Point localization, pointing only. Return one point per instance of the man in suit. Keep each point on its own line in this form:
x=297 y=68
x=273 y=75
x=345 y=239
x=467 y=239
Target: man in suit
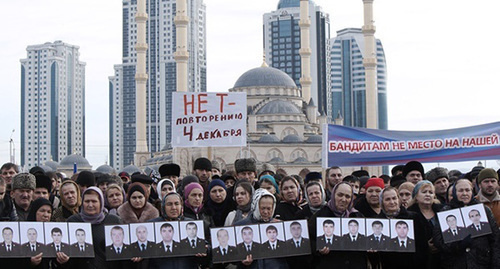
x=192 y=244
x=248 y=246
x=118 y=250
x=168 y=246
x=403 y=243
x=32 y=247
x=297 y=244
x=353 y=240
x=377 y=240
x=273 y=247
x=477 y=227
x=328 y=239
x=8 y=248
x=142 y=248
x=453 y=233
x=81 y=248
x=224 y=252
x=57 y=245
========
Instruction:
Reproduce the rows above verbatim, omitting the picture.

Solution for this exercise:
Point localization, pointing only. Return one point per instance of the man in suit. Keep each point on its own line in this form:
x=297 y=68
x=273 y=75
x=345 y=239
x=467 y=239
Target: man in suit
x=192 y=244
x=248 y=246
x=118 y=250
x=168 y=246
x=403 y=243
x=32 y=247
x=297 y=244
x=353 y=240
x=377 y=240
x=273 y=247
x=477 y=227
x=328 y=239
x=8 y=248
x=142 y=248
x=453 y=233
x=81 y=248
x=224 y=252
x=57 y=245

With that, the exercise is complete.